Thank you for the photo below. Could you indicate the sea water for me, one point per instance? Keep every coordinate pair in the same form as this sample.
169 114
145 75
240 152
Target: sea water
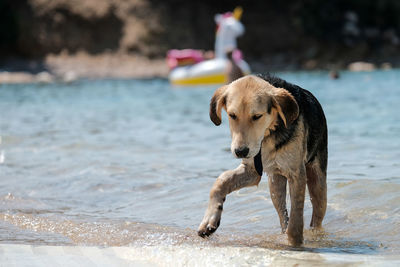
131 163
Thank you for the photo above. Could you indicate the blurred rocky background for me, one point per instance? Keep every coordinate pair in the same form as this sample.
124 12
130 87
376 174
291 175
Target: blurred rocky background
129 38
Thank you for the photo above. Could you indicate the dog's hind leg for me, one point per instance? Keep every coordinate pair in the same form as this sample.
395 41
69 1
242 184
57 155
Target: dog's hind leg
297 189
277 188
317 188
229 181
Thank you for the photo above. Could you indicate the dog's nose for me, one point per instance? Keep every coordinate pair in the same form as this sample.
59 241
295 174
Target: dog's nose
242 152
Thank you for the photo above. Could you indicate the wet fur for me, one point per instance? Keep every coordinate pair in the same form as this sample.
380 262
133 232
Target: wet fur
293 151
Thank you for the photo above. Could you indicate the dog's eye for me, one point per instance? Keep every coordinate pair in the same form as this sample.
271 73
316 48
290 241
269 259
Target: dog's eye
233 116
256 117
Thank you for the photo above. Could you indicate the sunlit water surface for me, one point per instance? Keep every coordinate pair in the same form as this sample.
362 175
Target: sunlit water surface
131 162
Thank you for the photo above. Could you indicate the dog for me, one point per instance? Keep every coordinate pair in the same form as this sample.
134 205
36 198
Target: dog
279 128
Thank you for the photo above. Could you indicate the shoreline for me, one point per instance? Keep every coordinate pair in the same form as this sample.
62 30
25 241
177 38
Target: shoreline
69 68
162 255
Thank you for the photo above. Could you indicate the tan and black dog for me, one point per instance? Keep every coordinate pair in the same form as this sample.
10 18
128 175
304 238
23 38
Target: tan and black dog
280 128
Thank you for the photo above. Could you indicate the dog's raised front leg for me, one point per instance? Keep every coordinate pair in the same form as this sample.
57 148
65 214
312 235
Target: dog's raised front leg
229 181
297 188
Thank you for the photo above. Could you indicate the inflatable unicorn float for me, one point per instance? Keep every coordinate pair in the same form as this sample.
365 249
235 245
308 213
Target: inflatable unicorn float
189 66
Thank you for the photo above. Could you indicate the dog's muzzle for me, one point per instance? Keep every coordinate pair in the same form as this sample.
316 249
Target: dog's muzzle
242 152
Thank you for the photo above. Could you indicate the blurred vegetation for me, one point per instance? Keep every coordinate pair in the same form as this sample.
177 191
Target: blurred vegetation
298 31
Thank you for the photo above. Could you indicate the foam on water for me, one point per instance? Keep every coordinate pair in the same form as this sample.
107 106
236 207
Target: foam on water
131 163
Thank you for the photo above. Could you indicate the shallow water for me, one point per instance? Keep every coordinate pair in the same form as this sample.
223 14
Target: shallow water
131 162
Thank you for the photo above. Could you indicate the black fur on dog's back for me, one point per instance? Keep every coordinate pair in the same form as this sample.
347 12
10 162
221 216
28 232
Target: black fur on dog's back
314 121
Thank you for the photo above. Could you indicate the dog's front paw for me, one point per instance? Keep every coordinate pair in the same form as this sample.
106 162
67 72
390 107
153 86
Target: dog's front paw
211 221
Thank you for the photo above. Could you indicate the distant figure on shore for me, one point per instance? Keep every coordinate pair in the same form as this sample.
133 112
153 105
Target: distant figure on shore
334 74
233 70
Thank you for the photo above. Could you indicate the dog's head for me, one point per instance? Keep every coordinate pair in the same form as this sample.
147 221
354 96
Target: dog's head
253 106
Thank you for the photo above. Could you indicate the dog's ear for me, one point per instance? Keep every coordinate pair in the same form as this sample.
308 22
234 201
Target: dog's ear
217 102
286 105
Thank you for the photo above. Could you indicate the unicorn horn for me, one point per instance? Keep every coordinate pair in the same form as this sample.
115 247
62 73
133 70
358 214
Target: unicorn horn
237 13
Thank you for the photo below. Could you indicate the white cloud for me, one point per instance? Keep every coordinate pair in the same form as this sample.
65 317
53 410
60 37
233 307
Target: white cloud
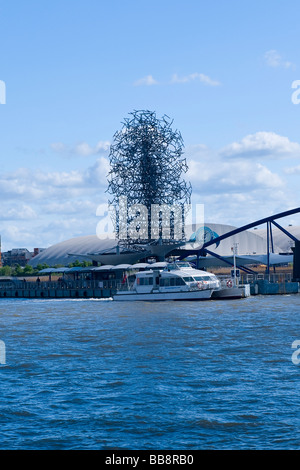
82 149
146 81
40 207
198 77
262 144
274 59
294 170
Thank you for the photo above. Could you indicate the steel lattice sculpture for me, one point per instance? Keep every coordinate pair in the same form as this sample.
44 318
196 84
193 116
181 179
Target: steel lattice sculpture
147 163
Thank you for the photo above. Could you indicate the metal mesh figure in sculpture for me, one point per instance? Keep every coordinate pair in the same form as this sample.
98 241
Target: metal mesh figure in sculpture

**Task requirements**. Within the listing above, find every line containing the string "metal" and return it.

**Written answer**.
Thank you for the photo above. Could you indicate the metal mesh figure in sculpture for me, one point per instance? Keep every coordinate pair in the same form as this sample.
Target: metal mesh figure in sculpture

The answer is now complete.